### Votre tâche
Reprenez le fil de l'extrait sur Artaud et Van Gogh et écrivez la suite après sa dernière phrase.

### Extrait
☆ ☆ ☆

Artaud ne s'était pas contenté, pourtant, de cette défense de l'œuvre peinte. En désignant Van Gogh comme «le suicidé de la société», il avait soutenu en outre qu'il avait été, à sa propre image, victime de contemporains incapables de mesurer l'ampleur de son talent, et dont la sottise et l'indifférence l'avaient conduit à sa fin. Vraie ou fausse, la thèse ne manquera pas de recueillir l'adhésion du grand nombre. Elle est pour nous d'autant plus séduisante qu'elle nous renvoie de nous une image rassurante. Les imbéciles n'avaient rien compris à un génie qui les dépassait de trop haut pour qu'ils soient capables d'en saisir le caractère novateur. Nous n'avons plus de ces aveuglements: nous lui parlons à hauteur d'âme. Le contraste nous offre l'occasion de nous rengorger de la supériorité que nous avons acquise, en un peu plus d'un siècle. Il nous justifie d'avoir transformé Van Gogh en produit de grande consommation.

☆ ☆ ☆

### Données à examiner
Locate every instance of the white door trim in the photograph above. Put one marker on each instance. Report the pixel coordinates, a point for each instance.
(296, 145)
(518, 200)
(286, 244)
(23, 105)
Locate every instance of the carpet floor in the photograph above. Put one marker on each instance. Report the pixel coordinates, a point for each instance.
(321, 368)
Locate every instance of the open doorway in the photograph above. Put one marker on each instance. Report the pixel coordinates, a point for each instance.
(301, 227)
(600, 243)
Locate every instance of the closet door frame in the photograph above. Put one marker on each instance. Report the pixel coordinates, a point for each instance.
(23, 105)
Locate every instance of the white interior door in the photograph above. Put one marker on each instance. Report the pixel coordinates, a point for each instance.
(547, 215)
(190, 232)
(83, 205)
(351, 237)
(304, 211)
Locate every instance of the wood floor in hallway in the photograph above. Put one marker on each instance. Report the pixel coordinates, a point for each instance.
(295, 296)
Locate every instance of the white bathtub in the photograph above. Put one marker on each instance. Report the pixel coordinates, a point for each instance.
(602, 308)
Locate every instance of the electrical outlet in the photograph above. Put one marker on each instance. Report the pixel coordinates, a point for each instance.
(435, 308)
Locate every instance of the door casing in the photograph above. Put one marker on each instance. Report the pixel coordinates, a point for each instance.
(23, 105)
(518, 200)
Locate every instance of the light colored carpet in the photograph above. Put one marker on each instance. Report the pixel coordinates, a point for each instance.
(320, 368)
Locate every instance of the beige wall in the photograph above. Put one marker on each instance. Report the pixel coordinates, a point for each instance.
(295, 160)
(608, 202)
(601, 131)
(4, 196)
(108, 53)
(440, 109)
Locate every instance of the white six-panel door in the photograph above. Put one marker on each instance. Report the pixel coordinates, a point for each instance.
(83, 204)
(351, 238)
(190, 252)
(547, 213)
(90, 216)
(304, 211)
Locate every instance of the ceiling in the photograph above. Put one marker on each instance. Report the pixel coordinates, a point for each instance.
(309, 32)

☆ ☆ ☆

### Résultat
« Plus j'y réfléchis, disait-il, plus je sens qu'il n'y a rien de plus réellement artistique que d'aimer les gens. »

Vincent Van Gogh

La question est de savoir si le peintre que nous admirons a quelque chose de commun avec celui qui signait de son seul prénom: Vincent. Sa sincérité et son exigence. Son goût du travail bien fait et son amour des humbles. «Plus j'y réfléchis, disait-il, plus je sens qu'il n'y a rien de plus réellement artistique que d'aimer les gens.» La formule l'aurait fait expulser des foires de l'art contemporain, elle aurait fait de lui la risée des plateaux de télévision.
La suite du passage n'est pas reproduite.